→ To do
Report how many lines in the items below contain the string "asphalt". Reply with the number alone.

→ Excerpted records
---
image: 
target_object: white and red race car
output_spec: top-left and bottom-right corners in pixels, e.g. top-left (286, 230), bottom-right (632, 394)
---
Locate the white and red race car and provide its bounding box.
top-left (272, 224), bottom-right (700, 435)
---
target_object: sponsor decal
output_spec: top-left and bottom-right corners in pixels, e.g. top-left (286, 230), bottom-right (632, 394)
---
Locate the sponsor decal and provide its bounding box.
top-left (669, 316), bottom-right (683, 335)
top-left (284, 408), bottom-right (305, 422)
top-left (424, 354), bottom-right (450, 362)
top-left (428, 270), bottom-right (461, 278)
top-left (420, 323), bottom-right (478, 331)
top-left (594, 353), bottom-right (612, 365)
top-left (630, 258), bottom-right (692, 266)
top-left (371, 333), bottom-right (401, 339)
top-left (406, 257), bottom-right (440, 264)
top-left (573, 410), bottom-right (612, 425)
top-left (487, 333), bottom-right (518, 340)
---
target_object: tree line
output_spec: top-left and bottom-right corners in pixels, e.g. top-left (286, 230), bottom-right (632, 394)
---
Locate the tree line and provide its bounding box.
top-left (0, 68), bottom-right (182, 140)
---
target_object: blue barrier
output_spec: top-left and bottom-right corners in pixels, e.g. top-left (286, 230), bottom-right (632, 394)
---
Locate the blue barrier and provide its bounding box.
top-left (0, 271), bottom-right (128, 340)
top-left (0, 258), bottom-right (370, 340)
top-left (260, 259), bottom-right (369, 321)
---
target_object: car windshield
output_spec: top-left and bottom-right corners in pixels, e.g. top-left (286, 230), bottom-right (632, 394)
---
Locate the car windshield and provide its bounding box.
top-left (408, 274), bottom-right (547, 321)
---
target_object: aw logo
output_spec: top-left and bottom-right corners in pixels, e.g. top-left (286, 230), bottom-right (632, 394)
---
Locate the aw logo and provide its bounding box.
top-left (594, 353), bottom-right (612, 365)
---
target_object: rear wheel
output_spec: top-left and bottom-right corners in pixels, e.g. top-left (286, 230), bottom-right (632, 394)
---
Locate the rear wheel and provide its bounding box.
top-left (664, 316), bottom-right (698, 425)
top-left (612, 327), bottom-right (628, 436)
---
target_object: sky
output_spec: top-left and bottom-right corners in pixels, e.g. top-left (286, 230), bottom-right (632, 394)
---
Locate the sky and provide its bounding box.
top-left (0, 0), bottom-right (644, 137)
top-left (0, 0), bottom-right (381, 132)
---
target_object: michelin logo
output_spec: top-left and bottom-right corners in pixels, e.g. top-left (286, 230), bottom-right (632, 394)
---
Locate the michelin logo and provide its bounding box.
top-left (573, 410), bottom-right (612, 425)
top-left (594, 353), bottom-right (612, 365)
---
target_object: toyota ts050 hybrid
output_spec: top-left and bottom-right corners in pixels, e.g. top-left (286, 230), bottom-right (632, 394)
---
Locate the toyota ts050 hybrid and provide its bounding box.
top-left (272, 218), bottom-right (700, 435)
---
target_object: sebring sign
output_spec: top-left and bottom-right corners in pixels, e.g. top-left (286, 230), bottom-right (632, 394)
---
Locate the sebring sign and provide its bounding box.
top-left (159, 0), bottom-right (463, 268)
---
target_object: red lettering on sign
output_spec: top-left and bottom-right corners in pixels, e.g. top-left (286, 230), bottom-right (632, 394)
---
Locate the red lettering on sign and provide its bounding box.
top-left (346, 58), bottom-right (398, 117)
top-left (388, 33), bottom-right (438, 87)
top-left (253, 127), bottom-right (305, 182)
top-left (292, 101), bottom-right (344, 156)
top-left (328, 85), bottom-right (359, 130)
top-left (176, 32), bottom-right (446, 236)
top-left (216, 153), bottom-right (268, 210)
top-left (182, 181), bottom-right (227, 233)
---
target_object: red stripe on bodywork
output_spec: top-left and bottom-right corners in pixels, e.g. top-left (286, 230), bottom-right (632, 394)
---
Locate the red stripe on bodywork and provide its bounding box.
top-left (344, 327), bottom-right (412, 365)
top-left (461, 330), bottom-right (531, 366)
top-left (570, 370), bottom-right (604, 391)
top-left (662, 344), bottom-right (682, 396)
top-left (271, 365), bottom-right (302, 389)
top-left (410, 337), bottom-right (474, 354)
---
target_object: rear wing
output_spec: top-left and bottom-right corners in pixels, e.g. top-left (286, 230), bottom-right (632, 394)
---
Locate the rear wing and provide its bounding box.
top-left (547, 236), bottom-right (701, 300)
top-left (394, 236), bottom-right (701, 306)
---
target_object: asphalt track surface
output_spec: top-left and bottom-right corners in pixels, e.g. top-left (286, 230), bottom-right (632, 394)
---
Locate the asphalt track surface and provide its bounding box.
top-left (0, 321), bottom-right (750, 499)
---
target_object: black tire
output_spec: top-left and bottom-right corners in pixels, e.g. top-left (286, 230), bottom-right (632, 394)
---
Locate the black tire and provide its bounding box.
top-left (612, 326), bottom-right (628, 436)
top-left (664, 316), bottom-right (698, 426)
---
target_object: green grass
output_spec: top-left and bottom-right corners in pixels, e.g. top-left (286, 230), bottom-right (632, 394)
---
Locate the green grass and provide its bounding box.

→ Written response
2